## Krótkie zadanie 1
Przetłumacz na angielski zdanie z artykułu o Pogoni Szczecin: „Kosta Runjaic pracuje w Pogoni Szczecin od miesiąca.”

## Fragment źródłowy
━━━━━━

Nasza Loteria SR - pasek na kartach artykułów

Kosta Runjaic sporo już zmienił w Pogoni Szczecin [ANALIZA]

Jakub Lisowski
Kosta Runjaic z Pogoni Szczecin
Kosta Runjaic z Pogoni Szczecin Andrzej Szkocki
Musimy poprawić naszą grę, a to pozwoli nam punktować. Ligę wciąż można uratować - mówił Kosta Runjaic, który od miesiąca trenuje Pogoń.

Kosta Runjaic pracuje w Pogoni Szczecin od miesiąca. Prowadził Portowców w trzech meczach - dwa z nich przegrał (0:1 z Wisłą i Jagiellonią), a raz zremisował (2:2 z Piastem Gliwice). Niemiecki szkoleniowiec zastąpił Macieja Skorżę, który nie znalazł sposobu na przezwyciężenie kryzysu. Po tych kilku tygodniach pracy z Portowcami zmiany w funkcjonowaniu drużyny na boisku są widoczne, ale brakuje jeszcze najważniejszego - przełożenia tego na wyniki. Pogoń grzęźnie na samym dnie tabeli, a konkurencja stopniowo jej ucieka.

Pewnie sam Runjaic myślał, że będzie łatwiej o punkty, ale nie na wszystkie szczegóły trener ma wpływ. Nie mógł się spodziewać, że mecz z Piastem będzie rozgrywany w anormalnych warunkach atmosferycznych, na których skorzystają gliwiczanie (rywal strzelił dwie bramki - jedną po rykoszecie, drugą po samobóju) niż jego zawodnicy. Nie przypuszczał też, że sami podopieczni „wytną” mu numer z wyjściem do lokalu rozrywkowego. Piłkarze mają prawo wolny czas spędzać jak chcą, ale powinni też wiedzieć, że po kolejnej porażce i w już napiętej atmosferze wokół klubu, nie będzie to spokojnie przyjęte. Więc zamiast potrzebnego spokoju - trzeba było zbijać ciśnienie.

Na elementy boiskowe Runjaic wpływ ma i coraz wyraźniej widać jego pomysły na prowadzenie szczecińskiej drużyny.

━━━━━━

## Dane do ćwiczenia
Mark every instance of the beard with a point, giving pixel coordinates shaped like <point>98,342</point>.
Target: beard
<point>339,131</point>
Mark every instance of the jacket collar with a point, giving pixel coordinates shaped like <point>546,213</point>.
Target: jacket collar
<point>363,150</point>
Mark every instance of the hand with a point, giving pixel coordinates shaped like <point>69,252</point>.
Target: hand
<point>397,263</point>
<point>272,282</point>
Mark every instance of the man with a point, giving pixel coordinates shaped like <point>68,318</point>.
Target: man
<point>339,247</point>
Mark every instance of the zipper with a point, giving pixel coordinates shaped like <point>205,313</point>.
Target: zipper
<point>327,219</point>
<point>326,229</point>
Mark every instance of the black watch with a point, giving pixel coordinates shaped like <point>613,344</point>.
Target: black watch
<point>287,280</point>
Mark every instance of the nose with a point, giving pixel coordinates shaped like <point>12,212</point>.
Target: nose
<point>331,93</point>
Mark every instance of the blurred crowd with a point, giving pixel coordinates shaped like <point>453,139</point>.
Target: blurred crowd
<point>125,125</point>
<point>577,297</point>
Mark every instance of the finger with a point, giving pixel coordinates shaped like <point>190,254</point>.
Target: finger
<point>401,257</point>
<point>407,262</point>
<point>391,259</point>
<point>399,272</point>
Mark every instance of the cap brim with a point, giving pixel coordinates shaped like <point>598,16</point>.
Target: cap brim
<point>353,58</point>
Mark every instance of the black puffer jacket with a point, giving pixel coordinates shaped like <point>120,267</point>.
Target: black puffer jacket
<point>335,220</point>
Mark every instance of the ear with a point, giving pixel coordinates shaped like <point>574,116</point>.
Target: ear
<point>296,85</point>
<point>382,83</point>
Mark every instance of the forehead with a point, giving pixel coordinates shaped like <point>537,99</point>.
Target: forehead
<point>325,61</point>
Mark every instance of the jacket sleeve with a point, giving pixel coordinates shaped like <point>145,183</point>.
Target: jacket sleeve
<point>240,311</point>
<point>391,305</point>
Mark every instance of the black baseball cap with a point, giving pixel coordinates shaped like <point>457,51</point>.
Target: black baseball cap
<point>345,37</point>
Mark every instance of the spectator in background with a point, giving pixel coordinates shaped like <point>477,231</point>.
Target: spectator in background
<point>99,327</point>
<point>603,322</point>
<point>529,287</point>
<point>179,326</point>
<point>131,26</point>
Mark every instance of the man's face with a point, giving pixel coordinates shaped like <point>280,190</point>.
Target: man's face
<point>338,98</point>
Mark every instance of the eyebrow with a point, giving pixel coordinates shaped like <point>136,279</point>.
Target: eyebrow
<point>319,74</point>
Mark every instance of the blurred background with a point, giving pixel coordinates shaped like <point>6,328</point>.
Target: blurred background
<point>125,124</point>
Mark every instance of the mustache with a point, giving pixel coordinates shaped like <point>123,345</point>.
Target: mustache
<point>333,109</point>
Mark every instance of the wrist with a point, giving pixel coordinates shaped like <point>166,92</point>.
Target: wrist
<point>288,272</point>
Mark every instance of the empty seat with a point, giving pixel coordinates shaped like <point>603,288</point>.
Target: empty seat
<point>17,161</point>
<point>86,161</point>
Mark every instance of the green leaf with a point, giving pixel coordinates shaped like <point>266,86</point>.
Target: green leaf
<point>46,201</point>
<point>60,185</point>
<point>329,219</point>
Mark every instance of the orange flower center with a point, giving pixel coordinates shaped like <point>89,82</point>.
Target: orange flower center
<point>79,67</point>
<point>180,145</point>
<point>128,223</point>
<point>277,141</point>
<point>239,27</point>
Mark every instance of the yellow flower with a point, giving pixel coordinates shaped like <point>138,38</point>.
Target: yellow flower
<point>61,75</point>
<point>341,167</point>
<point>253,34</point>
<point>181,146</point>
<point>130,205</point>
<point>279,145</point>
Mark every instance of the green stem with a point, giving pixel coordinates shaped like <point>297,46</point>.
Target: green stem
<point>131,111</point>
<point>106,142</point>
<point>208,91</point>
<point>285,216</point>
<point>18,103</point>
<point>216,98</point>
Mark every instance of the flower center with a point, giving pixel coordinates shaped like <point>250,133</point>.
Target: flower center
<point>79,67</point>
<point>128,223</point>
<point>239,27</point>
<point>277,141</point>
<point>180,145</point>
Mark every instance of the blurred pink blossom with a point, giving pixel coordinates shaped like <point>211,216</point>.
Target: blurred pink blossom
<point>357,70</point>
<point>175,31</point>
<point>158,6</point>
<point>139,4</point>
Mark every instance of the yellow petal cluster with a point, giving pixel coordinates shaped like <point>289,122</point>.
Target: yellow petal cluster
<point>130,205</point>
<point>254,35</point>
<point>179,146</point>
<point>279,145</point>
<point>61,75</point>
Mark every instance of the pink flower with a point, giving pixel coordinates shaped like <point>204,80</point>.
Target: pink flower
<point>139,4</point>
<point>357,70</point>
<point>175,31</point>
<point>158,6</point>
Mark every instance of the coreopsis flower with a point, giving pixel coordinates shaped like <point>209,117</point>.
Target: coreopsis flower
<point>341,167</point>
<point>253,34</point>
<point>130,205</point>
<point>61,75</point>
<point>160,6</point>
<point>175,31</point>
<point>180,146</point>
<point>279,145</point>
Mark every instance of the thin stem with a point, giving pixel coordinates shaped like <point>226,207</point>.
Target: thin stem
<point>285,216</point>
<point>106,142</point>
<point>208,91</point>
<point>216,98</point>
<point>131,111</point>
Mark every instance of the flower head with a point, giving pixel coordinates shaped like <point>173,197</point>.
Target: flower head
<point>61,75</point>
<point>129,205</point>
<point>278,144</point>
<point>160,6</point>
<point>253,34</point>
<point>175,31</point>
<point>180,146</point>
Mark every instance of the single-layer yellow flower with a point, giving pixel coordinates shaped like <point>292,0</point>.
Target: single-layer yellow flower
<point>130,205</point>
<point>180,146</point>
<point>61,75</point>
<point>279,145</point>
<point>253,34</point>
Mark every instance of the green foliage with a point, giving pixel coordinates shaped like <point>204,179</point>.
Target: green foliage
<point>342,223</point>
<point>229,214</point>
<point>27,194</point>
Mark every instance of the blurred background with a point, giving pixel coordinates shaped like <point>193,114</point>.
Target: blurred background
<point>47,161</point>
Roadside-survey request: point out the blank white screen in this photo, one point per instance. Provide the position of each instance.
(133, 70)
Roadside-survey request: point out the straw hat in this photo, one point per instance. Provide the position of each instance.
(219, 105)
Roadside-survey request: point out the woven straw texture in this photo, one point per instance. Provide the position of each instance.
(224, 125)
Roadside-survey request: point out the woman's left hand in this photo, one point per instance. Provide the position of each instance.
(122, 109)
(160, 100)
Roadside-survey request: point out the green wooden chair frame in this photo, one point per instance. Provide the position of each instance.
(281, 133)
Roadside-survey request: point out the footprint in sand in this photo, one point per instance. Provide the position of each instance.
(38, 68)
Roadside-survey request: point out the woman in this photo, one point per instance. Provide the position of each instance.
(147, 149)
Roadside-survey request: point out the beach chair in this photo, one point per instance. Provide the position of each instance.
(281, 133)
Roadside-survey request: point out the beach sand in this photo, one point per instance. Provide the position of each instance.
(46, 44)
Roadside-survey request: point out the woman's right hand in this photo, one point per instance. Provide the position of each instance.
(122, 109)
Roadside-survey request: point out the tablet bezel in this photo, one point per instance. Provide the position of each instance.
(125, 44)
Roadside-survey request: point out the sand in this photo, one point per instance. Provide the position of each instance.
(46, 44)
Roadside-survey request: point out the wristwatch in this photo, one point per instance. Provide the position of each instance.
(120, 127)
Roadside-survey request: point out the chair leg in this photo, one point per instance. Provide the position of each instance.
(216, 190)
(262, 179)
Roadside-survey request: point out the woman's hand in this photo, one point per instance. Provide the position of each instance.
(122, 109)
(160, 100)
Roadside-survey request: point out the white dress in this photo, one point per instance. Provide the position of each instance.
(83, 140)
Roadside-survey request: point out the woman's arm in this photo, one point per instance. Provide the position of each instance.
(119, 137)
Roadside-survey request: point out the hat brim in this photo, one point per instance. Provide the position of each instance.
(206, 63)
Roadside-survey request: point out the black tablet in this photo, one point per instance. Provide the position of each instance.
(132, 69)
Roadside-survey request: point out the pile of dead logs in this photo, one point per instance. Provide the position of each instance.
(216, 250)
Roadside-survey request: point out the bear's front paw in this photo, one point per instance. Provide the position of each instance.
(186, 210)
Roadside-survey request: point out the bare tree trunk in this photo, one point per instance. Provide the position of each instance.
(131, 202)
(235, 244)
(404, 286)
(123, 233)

━━━━━━

## Krótkie zadanie 2
Zamień "blurred crowd" na "distant crowd" we wpisach: w części, która zaczyna się od wiersza zawierającego "Mark every instance of the black watch", a kończy na wierszu zawierającym "<point>577,297</point>". Wypisz tylko te wiersze, poza tą zmianą bez żadnych innych poprawek.

## Rozwiązanie zadania 1
Kosta Runjaic has been working at Pogoń Szczecin for a month.

## Rozwiązanie zadania 2
Mark every instance of the black watch with a point, giving pixel coordinates shaped like <point>613,344</point>.
Target: black watch
<point>287,280</point>
Mark every instance of the nose with a point, giving pixel coordinates shaped like <point>12,212</point>.
Target: nose
<point>331,93</point>
Mark every instance of the distant crowd with a point, giving pixel coordinates shaped like <point>453,139</point>.
Target: distant crowd
<point>125,125</point>
<point>577,297</point>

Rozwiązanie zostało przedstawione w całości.